→ DOCUMENT

------------------------

Referring also to FIG. 4A, moving the levers of clip 38 rearward within heel piece slots 40 opens the clip to release a heel pin 42 extending upward from frame 16 between the third and fourth wheels. A wire spring 44 biases the clip levers to a forward position, as shown in FIG. 4B, to hold the clip normally closed about the heel pin, which extends up into an aperture 45 in heel piece 26. Levers 47a and 47b are pivotably mounted to the sole plate at a common point P. The portion of heel piece 26 which is cut away in FIGS. 4A and 4B normally covers and protects clip 38, defining a single aperture for insertion of the heel pin into the heel piece for engagement by the clip.

FIG. 4A also shows the two slots 48 in forefoot piece 25 and metal toe plate 34 for engaging the chassis frame ribs, as well as the walking tread 50 on the bottom surfaces of both the forefoot and heel pieces 25 and 26.

Tread 50 is illustrated by cross-hatching. Molded longitudinal slots 52 in the forefoot and heel pieces are arranged to accept the upper surfaces of the twin parallel rails of the chassis frame. As shown in FIG. 2, frame ribs 36 have cantilevered extensions 54 at their forward ends for extending into undercuts above the toe plate 34 to engage the metal toe plate at the forward edges of plate slots 48 (FIG. 4A).

To mount the chassis to the boot, frame ribs 36 are first inserted into slots 48 with the boot sole slightly flexed to avoid interference with heel pin 42. The chassis is then slid forward until cantilever extensions 54 are forward of the front edge of slots 48, and pin 42 is pressed into clip 38 until it snaps into place. A chamfer at the top of pin 42 allows the clip to be cammed open automatically to accept the pin by applying downward force with the heel of the boot, or the clip may be manually opened to accept the pin. The clip closes under the overhanging head 46 of pin 42 and about the stem 47 of the pin to secure the heel of the boot to the chassis. To dismount the chassis, clip 38 is manually opened and pin 42 pulled from the opening in the heel of the boot. The chassis is then slid rearward until rib extensions 54 are clear of the toe plate.

------------------------

(Excerpts from point annotation data)
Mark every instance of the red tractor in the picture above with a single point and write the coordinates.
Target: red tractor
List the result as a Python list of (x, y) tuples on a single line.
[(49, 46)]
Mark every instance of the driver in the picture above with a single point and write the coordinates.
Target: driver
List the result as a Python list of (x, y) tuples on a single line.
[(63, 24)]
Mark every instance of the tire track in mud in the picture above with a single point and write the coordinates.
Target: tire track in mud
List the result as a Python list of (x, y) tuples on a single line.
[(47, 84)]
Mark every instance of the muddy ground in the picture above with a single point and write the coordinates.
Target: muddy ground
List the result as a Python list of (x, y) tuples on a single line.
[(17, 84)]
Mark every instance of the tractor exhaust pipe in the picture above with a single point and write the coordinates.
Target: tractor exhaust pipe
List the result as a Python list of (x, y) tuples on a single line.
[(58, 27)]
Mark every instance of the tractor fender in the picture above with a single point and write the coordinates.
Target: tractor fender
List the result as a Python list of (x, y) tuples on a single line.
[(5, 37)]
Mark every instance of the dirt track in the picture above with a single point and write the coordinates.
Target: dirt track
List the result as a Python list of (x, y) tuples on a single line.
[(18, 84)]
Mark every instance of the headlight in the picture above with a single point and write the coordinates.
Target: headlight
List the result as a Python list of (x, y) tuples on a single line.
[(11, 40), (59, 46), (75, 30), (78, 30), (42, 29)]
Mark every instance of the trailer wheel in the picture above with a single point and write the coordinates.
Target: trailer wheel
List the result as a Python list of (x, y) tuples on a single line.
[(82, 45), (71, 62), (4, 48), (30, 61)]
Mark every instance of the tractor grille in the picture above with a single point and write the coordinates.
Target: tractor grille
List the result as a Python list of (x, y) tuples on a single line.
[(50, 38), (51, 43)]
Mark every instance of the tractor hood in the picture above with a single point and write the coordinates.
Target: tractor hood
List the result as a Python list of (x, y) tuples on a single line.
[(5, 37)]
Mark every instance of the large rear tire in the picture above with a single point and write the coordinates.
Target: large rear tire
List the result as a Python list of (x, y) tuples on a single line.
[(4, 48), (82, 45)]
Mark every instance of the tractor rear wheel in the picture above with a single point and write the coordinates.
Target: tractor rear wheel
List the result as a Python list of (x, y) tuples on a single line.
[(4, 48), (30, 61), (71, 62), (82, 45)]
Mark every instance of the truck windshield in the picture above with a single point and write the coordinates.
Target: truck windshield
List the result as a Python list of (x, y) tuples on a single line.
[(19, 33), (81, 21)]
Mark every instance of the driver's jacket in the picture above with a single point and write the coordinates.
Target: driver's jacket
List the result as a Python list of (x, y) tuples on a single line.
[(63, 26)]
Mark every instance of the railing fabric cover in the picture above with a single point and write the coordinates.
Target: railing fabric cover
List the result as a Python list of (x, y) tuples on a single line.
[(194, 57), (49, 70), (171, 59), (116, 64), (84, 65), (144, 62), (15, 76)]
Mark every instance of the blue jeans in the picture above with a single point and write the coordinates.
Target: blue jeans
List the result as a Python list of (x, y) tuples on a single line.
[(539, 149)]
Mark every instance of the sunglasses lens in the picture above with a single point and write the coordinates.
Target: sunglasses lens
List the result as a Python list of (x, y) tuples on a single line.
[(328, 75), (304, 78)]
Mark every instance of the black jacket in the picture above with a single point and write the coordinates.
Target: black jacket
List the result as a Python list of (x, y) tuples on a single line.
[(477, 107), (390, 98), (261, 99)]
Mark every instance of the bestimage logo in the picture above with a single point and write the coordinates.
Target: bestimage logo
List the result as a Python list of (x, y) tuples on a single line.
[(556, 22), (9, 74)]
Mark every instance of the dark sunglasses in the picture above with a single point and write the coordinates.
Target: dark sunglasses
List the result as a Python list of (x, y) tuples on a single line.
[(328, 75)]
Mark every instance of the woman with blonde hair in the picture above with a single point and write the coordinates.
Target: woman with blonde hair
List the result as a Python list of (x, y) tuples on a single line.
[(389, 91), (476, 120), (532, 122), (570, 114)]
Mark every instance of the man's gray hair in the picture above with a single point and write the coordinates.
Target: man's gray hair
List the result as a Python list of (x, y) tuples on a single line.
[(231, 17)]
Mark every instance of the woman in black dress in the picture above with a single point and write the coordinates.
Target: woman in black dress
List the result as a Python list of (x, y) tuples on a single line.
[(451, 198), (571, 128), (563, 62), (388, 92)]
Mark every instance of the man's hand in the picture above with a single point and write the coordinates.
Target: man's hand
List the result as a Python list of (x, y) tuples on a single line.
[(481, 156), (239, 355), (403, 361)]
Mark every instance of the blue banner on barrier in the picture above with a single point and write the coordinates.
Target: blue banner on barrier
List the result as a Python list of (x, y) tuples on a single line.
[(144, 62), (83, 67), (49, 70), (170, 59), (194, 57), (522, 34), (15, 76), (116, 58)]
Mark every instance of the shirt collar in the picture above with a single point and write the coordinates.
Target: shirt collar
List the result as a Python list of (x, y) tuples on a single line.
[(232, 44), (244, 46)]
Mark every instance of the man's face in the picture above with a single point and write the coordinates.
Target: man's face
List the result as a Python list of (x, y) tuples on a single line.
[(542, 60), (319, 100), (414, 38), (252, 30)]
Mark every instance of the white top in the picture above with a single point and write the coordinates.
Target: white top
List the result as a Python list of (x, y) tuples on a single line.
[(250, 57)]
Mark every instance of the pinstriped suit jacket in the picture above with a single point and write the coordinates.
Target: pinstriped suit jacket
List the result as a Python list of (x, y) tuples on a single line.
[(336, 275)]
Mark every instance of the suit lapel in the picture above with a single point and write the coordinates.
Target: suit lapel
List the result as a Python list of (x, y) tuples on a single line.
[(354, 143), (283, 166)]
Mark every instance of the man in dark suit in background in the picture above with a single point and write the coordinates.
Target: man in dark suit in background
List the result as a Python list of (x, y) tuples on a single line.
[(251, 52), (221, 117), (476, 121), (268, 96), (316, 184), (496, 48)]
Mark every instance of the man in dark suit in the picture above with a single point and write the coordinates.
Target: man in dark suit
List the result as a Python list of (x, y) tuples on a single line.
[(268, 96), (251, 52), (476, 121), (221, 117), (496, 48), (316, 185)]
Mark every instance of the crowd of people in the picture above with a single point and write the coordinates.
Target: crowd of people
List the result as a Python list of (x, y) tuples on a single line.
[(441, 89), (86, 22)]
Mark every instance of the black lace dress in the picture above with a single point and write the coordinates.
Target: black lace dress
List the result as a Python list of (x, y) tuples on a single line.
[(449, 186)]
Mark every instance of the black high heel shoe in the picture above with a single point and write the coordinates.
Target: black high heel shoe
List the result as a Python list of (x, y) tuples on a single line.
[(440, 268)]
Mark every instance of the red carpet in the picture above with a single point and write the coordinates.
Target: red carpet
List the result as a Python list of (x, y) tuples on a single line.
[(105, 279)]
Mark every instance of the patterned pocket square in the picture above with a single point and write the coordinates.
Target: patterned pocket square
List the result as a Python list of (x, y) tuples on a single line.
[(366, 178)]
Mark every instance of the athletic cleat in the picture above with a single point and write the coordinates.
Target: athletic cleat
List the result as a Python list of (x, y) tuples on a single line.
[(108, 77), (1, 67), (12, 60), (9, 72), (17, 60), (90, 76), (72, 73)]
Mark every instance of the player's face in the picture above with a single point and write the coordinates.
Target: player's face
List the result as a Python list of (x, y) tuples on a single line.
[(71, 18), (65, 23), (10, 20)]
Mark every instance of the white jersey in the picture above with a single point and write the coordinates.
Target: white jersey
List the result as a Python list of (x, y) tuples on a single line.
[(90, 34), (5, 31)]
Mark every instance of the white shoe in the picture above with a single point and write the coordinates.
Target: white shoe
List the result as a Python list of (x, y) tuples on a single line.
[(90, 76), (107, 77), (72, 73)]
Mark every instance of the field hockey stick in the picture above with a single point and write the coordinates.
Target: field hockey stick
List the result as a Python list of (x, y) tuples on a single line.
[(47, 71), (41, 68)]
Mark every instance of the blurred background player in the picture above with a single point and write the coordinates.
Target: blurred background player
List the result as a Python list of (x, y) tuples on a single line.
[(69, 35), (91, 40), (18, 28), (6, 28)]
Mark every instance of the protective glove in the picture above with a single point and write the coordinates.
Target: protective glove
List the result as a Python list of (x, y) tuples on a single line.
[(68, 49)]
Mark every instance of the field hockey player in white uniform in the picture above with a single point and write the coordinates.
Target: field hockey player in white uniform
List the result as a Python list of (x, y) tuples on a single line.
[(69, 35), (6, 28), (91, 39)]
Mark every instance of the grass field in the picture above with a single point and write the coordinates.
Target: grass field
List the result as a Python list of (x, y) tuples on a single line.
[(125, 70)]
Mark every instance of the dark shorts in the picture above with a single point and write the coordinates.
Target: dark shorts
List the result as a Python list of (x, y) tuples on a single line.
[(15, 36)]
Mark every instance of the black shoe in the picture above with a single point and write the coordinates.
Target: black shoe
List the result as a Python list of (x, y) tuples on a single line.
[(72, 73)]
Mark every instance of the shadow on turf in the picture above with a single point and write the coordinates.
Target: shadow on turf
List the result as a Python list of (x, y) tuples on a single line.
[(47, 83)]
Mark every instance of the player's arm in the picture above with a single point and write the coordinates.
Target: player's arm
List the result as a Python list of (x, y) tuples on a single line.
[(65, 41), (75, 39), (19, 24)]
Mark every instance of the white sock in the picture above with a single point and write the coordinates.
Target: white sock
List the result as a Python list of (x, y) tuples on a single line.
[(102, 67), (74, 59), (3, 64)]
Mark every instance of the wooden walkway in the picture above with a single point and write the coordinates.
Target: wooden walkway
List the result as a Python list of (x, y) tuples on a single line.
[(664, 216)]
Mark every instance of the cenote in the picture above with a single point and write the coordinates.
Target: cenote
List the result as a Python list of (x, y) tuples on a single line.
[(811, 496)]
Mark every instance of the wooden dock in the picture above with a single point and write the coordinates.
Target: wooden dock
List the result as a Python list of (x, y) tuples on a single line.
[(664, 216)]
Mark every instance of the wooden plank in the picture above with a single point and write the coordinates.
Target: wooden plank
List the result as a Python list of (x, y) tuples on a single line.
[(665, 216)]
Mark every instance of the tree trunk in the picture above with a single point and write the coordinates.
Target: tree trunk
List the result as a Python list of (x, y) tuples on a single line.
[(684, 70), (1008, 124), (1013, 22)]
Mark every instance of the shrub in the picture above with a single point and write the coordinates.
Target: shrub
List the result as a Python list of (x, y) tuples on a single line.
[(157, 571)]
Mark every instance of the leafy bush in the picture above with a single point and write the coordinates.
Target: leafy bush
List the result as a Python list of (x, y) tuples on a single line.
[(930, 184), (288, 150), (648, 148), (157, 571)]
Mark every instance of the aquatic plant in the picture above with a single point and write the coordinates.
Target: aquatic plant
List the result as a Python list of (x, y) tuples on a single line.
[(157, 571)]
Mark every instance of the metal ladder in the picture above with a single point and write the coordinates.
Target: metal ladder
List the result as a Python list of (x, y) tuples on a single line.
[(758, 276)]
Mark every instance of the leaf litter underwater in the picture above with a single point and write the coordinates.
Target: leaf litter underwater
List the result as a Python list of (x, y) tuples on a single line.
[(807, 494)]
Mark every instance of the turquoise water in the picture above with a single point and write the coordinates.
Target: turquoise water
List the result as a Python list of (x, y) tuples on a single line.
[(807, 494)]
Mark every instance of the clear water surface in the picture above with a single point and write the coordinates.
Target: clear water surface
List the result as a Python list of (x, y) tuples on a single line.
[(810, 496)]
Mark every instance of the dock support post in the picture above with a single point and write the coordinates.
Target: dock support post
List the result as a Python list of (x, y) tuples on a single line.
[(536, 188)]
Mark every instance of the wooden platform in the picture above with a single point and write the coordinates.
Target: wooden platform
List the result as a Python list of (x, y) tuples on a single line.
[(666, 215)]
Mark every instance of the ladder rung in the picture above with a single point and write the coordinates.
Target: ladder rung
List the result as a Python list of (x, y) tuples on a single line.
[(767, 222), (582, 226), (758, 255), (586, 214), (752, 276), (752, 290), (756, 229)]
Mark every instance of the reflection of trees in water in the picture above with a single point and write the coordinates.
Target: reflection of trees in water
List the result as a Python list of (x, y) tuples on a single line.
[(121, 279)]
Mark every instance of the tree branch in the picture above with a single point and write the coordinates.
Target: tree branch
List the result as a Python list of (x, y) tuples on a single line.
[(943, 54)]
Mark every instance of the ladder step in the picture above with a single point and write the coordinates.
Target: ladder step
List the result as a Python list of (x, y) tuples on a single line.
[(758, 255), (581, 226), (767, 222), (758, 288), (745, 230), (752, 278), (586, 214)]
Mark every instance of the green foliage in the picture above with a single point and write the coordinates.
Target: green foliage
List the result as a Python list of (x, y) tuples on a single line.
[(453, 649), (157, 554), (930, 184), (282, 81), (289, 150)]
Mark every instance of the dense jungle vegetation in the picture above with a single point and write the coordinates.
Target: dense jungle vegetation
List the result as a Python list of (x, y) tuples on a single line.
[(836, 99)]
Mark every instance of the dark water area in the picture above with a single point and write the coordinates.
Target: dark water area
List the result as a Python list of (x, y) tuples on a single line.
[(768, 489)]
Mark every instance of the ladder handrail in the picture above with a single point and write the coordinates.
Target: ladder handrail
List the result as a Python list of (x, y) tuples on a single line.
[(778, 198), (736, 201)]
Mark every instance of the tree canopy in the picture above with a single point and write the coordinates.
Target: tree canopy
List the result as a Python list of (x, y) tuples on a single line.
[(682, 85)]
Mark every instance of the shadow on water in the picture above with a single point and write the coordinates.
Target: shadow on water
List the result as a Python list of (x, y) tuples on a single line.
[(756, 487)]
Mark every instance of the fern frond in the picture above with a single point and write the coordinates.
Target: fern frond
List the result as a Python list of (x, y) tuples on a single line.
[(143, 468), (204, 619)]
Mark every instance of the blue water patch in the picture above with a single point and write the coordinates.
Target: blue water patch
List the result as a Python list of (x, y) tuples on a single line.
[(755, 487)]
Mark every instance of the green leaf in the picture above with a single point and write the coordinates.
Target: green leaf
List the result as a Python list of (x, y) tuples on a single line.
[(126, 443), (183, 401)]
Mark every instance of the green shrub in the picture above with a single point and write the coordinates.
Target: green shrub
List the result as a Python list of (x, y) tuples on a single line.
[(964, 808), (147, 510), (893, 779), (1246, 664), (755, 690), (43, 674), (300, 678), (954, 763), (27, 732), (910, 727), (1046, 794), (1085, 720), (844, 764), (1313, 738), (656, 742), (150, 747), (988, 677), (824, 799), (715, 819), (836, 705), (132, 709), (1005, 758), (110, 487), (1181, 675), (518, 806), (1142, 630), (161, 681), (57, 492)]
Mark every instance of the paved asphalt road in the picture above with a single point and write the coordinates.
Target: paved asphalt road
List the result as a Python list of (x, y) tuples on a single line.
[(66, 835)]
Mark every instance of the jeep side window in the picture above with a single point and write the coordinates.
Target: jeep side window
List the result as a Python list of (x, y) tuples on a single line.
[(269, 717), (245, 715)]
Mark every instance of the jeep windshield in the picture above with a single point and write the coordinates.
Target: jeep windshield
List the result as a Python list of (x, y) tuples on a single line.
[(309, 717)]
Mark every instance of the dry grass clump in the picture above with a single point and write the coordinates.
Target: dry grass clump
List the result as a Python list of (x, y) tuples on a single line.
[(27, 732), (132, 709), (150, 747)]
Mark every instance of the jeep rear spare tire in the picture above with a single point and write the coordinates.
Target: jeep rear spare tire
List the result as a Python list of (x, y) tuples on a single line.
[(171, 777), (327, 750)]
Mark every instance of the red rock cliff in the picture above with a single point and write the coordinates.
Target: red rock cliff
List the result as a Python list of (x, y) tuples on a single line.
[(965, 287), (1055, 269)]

------------------------

→ OBJECTIVES
(1) In the chassis-mounting text, what biases the clip levers to a forward position?
(2) Print the stretch of the chassis-mounting text from "To mount the" through "the toe plate.".
You won't need the listing for any of this.

→ ANSWERS TO THE PROBLEMS
(1) A wire spring 44

(2)
To mount the chassis to the boot, frame ribs 36 are first inserted into slots 48 with the boot sole slightly flexed to avoid interference with heel pin 42. The chassis is then slid forward until cantilever extensions 54 are forward of the front edge of slots 48, and pin 42 is pressed into clip 38 until it snaps into place. A chamfer at the top of pin 42 allows the clip to be cammed open automatically to accept the pin by applying downward force with the heel of the boot, or the clip may be manually opened to accept the pin. The clip closes under the overhanging head 46 of pin 42 and about the stem 47 of the pin to secure the heel of the boot to the chassis. To dismount the chassis, clip 38 is manually opened and pin 42 pulled from the opening in the heel of the boot. The chassis is then slid rearward until rib extensions 54 are clear of the toe plate.